— BEGIN Data section —
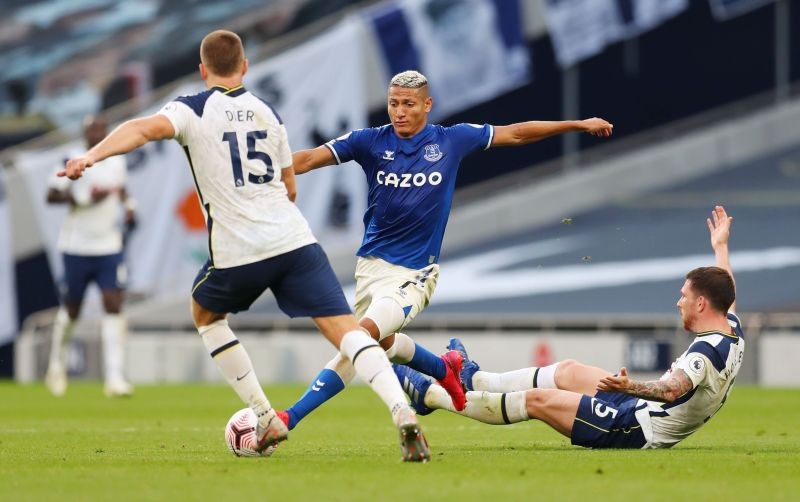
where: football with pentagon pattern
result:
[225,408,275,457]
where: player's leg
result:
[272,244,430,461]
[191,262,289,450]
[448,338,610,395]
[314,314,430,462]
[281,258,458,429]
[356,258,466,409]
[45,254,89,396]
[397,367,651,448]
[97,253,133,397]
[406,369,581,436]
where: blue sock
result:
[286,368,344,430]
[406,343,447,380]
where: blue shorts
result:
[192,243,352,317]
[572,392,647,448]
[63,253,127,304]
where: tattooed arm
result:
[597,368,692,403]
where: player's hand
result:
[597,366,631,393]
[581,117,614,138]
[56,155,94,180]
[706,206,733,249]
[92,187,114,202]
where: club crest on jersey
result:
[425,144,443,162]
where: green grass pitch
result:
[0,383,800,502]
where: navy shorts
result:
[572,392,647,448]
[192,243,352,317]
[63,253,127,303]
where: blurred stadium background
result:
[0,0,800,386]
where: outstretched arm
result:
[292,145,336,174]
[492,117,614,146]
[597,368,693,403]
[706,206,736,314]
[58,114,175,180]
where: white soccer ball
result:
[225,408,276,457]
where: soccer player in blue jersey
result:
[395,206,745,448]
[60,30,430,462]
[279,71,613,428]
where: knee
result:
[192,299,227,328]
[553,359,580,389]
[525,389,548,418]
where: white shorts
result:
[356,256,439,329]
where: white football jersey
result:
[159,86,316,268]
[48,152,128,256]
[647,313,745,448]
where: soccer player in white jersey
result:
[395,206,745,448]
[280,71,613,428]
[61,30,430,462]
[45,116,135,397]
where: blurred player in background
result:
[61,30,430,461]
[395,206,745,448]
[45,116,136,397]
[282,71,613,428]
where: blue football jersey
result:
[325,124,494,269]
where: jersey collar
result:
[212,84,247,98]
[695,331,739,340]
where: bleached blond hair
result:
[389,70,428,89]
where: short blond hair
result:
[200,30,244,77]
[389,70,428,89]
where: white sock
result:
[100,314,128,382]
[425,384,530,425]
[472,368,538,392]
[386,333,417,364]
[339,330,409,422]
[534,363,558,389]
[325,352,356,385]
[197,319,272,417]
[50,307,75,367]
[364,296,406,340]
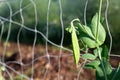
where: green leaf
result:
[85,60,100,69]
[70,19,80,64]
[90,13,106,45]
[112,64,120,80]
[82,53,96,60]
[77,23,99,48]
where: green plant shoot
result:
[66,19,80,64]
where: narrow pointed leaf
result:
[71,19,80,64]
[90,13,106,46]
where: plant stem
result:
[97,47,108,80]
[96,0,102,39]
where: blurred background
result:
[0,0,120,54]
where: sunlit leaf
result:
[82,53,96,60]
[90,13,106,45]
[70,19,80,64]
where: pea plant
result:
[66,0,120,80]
— END Data section —
-- What you have to do --
Beginning at the start of the records and ending with the line that contains "[406,343,447,380]", reproduce those lines with "pentagon pattern" swapped for "hexagon pattern" and everything else unchanged. Omit the pictures from your answer.

-- Response to this exercise --
where: football with hexagon pattern
result:
[225,408,275,457]
where: player's leg
result:
[272,244,430,461]
[191,262,289,450]
[448,338,610,395]
[314,314,430,462]
[281,258,458,429]
[356,258,466,409]
[45,254,89,396]
[397,367,651,448]
[97,253,133,397]
[406,369,581,436]
where: blue sock
result:
[286,368,344,430]
[406,343,447,380]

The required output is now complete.